Prompt:
The output must match the entries below exactly, with pictures removed.

Stored data entries:
----

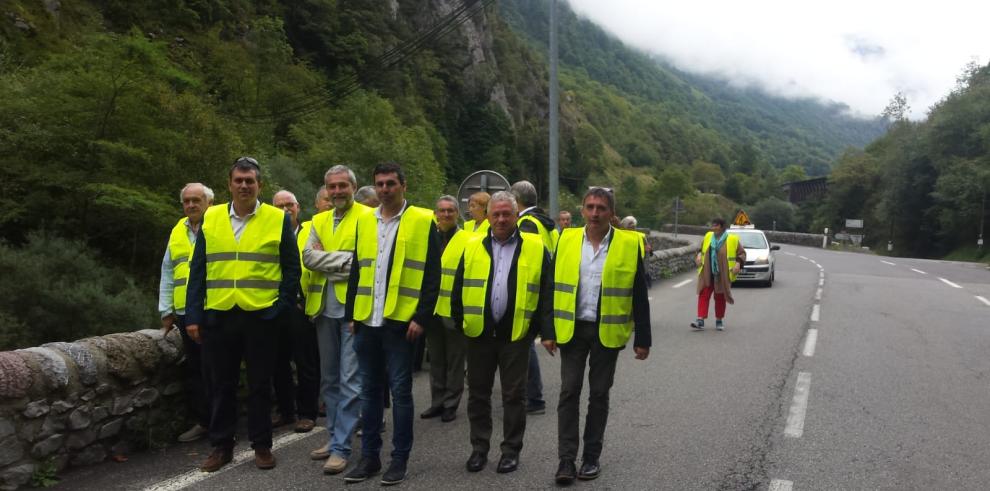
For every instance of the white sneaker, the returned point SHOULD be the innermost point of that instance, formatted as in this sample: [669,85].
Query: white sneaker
[334,465]
[193,434]
[320,453]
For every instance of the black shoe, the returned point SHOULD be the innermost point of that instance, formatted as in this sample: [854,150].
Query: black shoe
[589,470]
[366,468]
[507,464]
[477,461]
[566,472]
[395,474]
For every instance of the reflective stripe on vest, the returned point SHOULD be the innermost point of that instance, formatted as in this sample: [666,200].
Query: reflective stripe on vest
[408,264]
[244,274]
[339,239]
[549,241]
[731,246]
[615,321]
[448,263]
[180,250]
[477,269]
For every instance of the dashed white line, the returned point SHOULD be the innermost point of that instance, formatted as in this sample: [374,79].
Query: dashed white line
[947,282]
[183,481]
[780,485]
[810,341]
[799,406]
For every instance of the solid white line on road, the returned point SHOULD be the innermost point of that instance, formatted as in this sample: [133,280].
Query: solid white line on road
[780,485]
[183,481]
[947,282]
[810,341]
[799,406]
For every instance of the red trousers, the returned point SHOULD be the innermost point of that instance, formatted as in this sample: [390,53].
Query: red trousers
[703,299]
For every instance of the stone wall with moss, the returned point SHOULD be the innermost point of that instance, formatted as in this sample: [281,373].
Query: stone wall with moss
[69,404]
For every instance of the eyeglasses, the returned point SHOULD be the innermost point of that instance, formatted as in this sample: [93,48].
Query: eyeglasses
[247,160]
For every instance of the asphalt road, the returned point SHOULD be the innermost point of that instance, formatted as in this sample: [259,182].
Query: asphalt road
[896,396]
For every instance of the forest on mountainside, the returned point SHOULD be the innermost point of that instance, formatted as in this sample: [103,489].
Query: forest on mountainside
[107,107]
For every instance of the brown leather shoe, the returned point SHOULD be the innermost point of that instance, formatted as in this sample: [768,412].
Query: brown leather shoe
[305,425]
[217,459]
[263,458]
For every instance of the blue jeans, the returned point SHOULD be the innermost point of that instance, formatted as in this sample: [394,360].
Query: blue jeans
[340,385]
[534,385]
[384,352]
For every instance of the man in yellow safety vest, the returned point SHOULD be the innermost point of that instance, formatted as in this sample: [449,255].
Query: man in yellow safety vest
[600,298]
[244,273]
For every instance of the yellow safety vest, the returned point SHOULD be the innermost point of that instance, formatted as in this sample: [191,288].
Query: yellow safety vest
[478,267]
[482,230]
[448,262]
[731,245]
[339,239]
[244,274]
[615,319]
[180,251]
[549,239]
[408,264]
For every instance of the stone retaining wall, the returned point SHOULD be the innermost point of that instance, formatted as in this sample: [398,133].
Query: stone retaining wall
[69,404]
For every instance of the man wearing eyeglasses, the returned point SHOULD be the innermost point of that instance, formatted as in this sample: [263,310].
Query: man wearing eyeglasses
[391,295]
[244,273]
[600,298]
[195,199]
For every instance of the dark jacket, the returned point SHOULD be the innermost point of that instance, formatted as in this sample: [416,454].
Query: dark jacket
[288,257]
[641,308]
[502,329]
[429,291]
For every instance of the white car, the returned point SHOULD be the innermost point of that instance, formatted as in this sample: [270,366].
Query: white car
[759,265]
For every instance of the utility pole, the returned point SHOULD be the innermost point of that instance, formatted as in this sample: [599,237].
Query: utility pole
[554,114]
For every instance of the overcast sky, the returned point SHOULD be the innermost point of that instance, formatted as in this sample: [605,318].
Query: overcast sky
[856,52]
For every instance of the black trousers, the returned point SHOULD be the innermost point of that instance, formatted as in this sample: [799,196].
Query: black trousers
[229,337]
[447,346]
[511,359]
[197,386]
[297,344]
[584,349]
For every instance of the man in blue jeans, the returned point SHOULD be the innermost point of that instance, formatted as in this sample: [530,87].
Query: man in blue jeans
[391,294]
[328,253]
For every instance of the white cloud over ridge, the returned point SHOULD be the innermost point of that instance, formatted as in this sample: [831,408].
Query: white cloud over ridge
[859,53]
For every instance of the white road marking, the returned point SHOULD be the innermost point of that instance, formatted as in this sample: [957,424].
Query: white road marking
[183,481]
[947,282]
[799,406]
[810,341]
[780,485]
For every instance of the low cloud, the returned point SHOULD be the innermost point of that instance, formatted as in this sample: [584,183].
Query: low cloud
[853,52]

----

Answer to the problem:
For every instance of the white sneaker, the returned point SHOULD be the innermost point of that instance, formatted as in this sample: [669,85].
Query: white sneaker
[334,465]
[193,434]
[320,453]
For every instance of the black shoe, the returned point SHOULD be the innermost point of that instance, formatted as in this sample: [854,150].
Query: black shoe
[589,470]
[366,468]
[507,464]
[477,461]
[566,472]
[395,474]
For every instance of the reflective stripe on vest, the returned point SHOULD be the innermost point of that instance, formatted as in this sample: [666,200].
Query: reflective stripe on vest
[408,264]
[244,274]
[339,239]
[549,241]
[731,246]
[615,321]
[448,263]
[180,250]
[477,269]
For every instance of the dashed white line, the returned point SHOULD be the innermost point of that instance, formatted as in this sample: [374,79].
Query: dashed white line
[947,282]
[183,481]
[780,485]
[810,341]
[799,406]
For every instance of the solid white line on road, the returned point SHOULD be the innermost point of that instance, formatted as in this sample: [133,280].
Query: solid white line on road
[780,485]
[183,481]
[947,282]
[810,341]
[799,406]
For every instance of the red trousers, the returned point SHOULD be the innermost point of that instance, formatted as in this sample: [390,53].
Query: red trousers
[703,299]
For every instance of the stone wall with moss, the returned point SHOULD be the innermost point of that instance, formatted as in this sample: [281,373].
Query: stone wall with moss
[69,404]
For every instance of the eyeglasses, the returned point SHOULD be the innermost point of that instance, formatted as in this sample: [93,48].
Query: eyeglasses
[247,160]
For every instance of the asphalt road, the returned point SHOULD be the innermost point of that instance, formatted as in this sample: [259,182].
Query: asphalt road
[896,396]
For every instance of the forest on mountainside, the returned point SHOULD be the innermost point of that instance, formatted as in this sample: [103,489].
Query: forest on mountainside
[107,107]
For every instance of the brown leather shoe, the returned point SHOULD be the innermost point of that instance, formatted as in this sample: [768,412].
Query: brown leather shoe
[305,425]
[217,459]
[263,458]
For every instance of the blue jeans, the returned point SHOULD be the innermost point of that instance, formatted as in this sample: [394,360].
Query: blue jeans
[340,385]
[534,385]
[384,352]
For every instance of the man in yellow safety vest, the returned point SHOULD be the innermost point of that instance, formatted as in this sample: [449,255].
Query: man in yellow safety vest
[600,298]
[244,273]
For every instance of the yellow safety vest, the returned point SHOULD be the innermost point of that instance, formatted as in this sample: [191,288].
Query: yellow safety vest
[478,267]
[482,230]
[448,262]
[731,245]
[339,239]
[244,274]
[615,319]
[180,251]
[549,239]
[408,264]
For every instance of the stone retaining wall, the returned point SHOULD be the innermost point of that instance, formatted as in this sample: [398,133].
Query: stone retaining wall
[69,404]
For every instance of the man wearing eyeglasses, the returned point SHOULD be the innermost point of that instance, formatted as in this sample: [263,310].
Query: man wearing eyeglasses
[391,295]
[244,273]
[600,298]
[195,199]
For every instance of the dark jacket, the returned point SHOULD be the innermost point of that instance, formatted as in this sample: [416,454].
Query: dark jacket
[288,257]
[641,308]
[502,329]
[429,291]
For every instance of the white car, the returned point SHOULD be the innermost point of that instance, formatted as in this sample: [270,366].
Query: white car
[759,265]
For every instance of the utility pole, the returned point SHOULD be the innermost point of that instance, formatted as in this sample: [599,237].
Query: utility pole
[554,114]
For every instance of the overcast sky, the returned point SHOULD be the innermost point of that instance, formatted as in this sample: [605,318].
Query: overcast sky
[856,52]
For every instance of the black trousers, the returned point SHOULD be the innermost point of that instance, formatted as in this sample: [799,196].
Query: black trousers
[229,337]
[447,346]
[511,359]
[197,386]
[297,344]
[584,349]
For every instance of the man in blue jeans, the returned point SHOULD be the innermost point of that instance, formatted as in this sample: [530,87].
Query: man in blue jeans
[391,294]
[328,253]
For every instance of the white cloud over ridge, the returned point SHOULD be the innermost point of that instance, formatted as in this sample: [831,408].
Query: white cloud over ridge
[859,53]
For every instance of the white road marking, the returned point SHOULD be the innermost point of that instance, formatted as in this sample: [957,424].
Query: white road marking
[183,481]
[947,282]
[799,406]
[810,341]
[780,485]
For every instance of the low cloud, the returned point SHOULD be the innermost point of that instance, formatted as in this sample: [584,183].
Query: low cloud
[853,52]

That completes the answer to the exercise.